Christina Tatlow interviewed Justin while they were in England. They discussed the evolution of Blue October, Any Man In America, touring in Europe, Justin Beiber, who he’d like to work with, Up/Down Records, what fans don’t know about the band and much more. Read Christina’s write-up from the interview here.
Detroit Live Magazine has posted a beautiful article reporting on the interview they did with Justin while they were in Detroit for the Any Man In America Tour.
With his angry honest songs, black make-up, painted fingernails, and deep and dark art including poetry and painting, I really had no clue what this interview would hold. Would he be a bitter, dark man, full of scorn and hatred? Would he treat us like any other journalist and photographer, getting us in and out as soon as possible? Would he speak quickly and shortly? Would he hardly speak at all?
I will tell you what I found when I met Justin. I found a man who has more passion and love for his daughter than one could possibly imagine. I found a man, who is a bit tormented, a bit angry, a bit bitter, but a good man, a man with a huge heart who just wants to see his daughter.
I sat on the couch next to Justin and through the entire interview he opened up his chest, took out his heart, and laid it on the table. He spoke honestly, intelligently, and openly about his new album, his beautiful little girl, and his current struggles. At times Justin spoke perhaps a little too honestly and out of my pure respect for him, I am leaving out parts in which would be taken the wrong way by the wrong people. I will tell you one thing though, nothing he said was malicious, hateful, or even rude, but with the sensitive situation he is in, certain statements will be omitted from this article. I will log the most important things Justin said and try and reflect the best I can his truest emotions and feelings.
Read the entire article, which discusses the Any Man In America tour and the motivation behind the album, here.
Arthur Kade talked to Justin about Any Man In America, shared parenting, his custody battle, Twilight, the evolution of Blue October and more.
Ultimate Guitar has posted their interview with producer Tim Palmer. In the interview he talked about working on Any Man In America.
Who have been some of the artists you’ve enjoyed working with the most in the studio?
I have a different experience with every project. I learn something new from every situation that I get involved in. It’s very rewarding to make it through to the end and help an artist reach his vision. It doesn’t always work out, but when it does, it’s a great feeling.
I recently produced ‘Any Man In America’ with Justin from Blue October and right from out first meeting I knew it was going to be a creative and challenging process. He was documenting the collapse of his marriage and his struggle to get his fair share of custody of his daughter. We wanted it to be a brutally honest version of his story. The album took us through quite a few styles of music and was a roller coaster ride the whole way. Alongside the usual production and mixing duties I also got to play guitar on the album and do some co-writing. I felt we were all one big team. My three year old daughter even drew an image of Justin that became the album cover. That was a great album to be part of.
◆ ◆ ◆ ◆ ◆ ◆ ◆
§ **WORK TO COMPLETE**:
Extend the Blue October page, picking up right after its final sentence. The material that comes next has no connection to the Blue October page.

§ **DATA SUPPLIED**:
◆ ◆ ◆ ◆ ◆ ◆ ◆
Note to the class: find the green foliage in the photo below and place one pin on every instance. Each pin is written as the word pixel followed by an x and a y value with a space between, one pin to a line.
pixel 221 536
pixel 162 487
◆ ◆ ◆ ◆ ◆ ◆ ◆
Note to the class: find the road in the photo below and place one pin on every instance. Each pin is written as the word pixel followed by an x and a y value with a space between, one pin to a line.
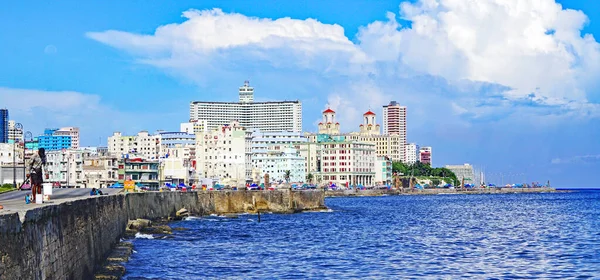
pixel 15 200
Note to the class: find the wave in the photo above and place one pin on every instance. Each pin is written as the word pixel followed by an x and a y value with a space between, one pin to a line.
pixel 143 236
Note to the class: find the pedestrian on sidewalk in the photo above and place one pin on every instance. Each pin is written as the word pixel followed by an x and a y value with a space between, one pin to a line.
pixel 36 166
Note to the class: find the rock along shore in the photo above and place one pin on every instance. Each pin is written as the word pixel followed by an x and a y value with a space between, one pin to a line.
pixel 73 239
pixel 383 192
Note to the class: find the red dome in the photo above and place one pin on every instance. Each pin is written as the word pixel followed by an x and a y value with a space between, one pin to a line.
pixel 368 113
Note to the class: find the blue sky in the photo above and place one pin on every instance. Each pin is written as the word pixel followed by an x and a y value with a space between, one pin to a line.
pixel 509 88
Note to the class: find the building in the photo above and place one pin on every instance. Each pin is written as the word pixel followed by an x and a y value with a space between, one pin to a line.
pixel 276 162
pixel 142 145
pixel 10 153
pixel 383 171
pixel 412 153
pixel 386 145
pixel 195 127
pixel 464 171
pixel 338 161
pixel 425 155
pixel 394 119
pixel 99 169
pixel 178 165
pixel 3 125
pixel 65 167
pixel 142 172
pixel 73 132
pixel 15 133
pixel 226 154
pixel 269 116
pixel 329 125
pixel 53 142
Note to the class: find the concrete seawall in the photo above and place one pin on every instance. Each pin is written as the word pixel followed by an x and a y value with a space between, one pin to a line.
◆ ◆ ◆ ◆ ◆ ◆ ◆
§ **RESPONSE BELOW**:
You can read the entire interview here.
Street Date Radio talked to Justin about the inspiratin behind the album name Any Man In America, Up/Down Records, working with Tim Palmer, making music videos, what a first time Blue October concert attendee should expect and more.
SD: We hear there’s a cute story behind the drawing on the album cover — care to share it?
JF: Yeah its real cute. Tim’s daughter, Bluebelle, so happened to be my daughter’s first play date on one of her rare visits. After which, Bluebelle drew a portrait of what she saw me as. And called me “UP/DOWN” – which became the name of my record label.
SD: What was it like to work with producer Tim Palmer, and were you familiar with his body of work prior to starting this album project?
JF: Uh…David Bowie? Uh…Pearl Jam? Who isn’t? And the sweet accent of his. Combined with his humbling coolness set the vibe for the album itself. Seeing as if everyday I entered the studio, it was like he was Johnny Marr and I was Morrissey. Subsequently, he played all the guitars on our album so he could be cooler Johnny Marr in my book.
Read the entire interview here.
InsideSTL.com talked to Justin about recording Any Man In America, the band’s reaction to the album, the honesty in Blue October’s lyrics, working with Tim Palmer, shared parenting, and more.
Love this interview!!! I love it when an interviewer is a Blue October fan. It makes such a difference in the quality of information that comes out of the interview! Justin Boyd also wrote a fantastic review of the St. Louis concert. Read it here.
Fayetteville’s 104.9X interviewed Justin while he was in town for the Any Man In America concert. They talked about Any Man In America, touring in Europe, the influence of Blue October’s music, IAmDynamite, Ashleigh Stone, and more. Justin and Julian also performed an acoustic version of The Chills and Hate Me.
Urban Tulsa talked to Justin about starting Up/Down Records, touring, shared parenting, his brutal honesty and more.
Furstenfeld’s brutal honesty is exactly what makes him such a refreshing voice in the rock community. “Why not be bluntly honest?” he shared. “You weed out people who don’t like you really quickly and it’s a good way to find out who your friends really are.” When that honesty rings through in the songs as well, it creates a strong bond with the audience, which can be attested to by the band’s following and engaging live shows.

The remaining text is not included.